■ Raw records:
--- BEGIN ---

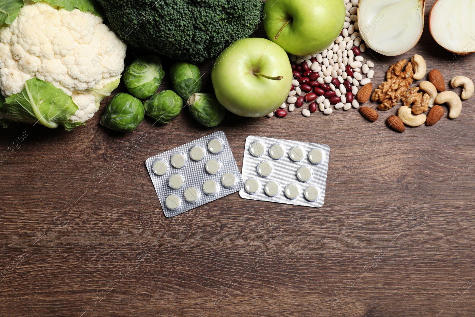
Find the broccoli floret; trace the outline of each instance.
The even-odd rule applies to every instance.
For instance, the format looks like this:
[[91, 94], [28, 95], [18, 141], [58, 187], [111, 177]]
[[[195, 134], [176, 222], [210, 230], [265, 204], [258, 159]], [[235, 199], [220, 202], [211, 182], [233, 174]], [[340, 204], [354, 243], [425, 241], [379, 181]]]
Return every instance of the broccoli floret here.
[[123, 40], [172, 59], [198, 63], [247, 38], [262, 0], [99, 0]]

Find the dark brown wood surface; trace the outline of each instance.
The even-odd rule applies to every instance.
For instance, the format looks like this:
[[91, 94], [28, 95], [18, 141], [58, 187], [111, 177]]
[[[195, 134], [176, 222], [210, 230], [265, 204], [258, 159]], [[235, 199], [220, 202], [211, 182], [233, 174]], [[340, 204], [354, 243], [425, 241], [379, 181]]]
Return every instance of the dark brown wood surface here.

--- END ---
--- BEGIN ---

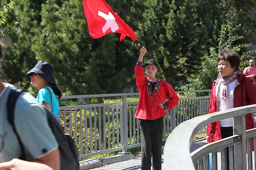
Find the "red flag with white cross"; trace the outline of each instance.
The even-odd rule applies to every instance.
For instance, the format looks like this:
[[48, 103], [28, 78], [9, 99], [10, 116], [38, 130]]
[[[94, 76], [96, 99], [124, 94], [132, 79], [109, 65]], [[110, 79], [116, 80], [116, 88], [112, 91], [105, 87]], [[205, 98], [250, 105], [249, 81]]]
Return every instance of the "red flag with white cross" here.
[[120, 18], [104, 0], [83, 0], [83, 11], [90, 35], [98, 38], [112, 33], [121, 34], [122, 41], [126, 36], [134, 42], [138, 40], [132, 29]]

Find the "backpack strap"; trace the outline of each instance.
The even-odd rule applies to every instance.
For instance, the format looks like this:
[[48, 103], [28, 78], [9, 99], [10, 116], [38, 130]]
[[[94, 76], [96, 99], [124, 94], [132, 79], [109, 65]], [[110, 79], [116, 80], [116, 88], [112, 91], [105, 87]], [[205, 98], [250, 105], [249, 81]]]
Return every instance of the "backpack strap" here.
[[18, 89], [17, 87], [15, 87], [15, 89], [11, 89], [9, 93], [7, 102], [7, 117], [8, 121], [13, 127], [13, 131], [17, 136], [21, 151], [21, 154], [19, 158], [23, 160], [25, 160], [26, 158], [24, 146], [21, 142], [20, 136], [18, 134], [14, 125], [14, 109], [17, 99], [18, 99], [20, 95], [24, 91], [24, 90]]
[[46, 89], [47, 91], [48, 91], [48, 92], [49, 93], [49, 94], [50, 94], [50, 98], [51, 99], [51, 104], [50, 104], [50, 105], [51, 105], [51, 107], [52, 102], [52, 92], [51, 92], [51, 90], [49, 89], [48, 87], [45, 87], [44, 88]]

--- END ---

Can you put the item lines into a JSON list of strings, one string per line, starting at the line that contains "Find the broccoli" and stopping after the line that contains "[262, 0], [99, 0]]"? Leave out any blank lines.

■ Response to this exercise:
[
  "Find the broccoli floret; trace the outline of each instance.",
  "The even-odd rule applies to every instance.",
  "For instance, the format looks like this:",
  "[[91, 94], [28, 95], [18, 141], [58, 187], [111, 177]]",
  "[[[195, 134], [176, 222], [210, 230], [265, 204], [258, 159]], [[235, 199], [220, 202], [211, 182], [233, 174]], [[340, 204], [354, 243], [425, 241], [379, 181]]]",
  "Return every instance of the broccoli floret here.",
  "[[123, 40], [172, 59], [198, 63], [247, 38], [262, 0], [99, 0]]"
]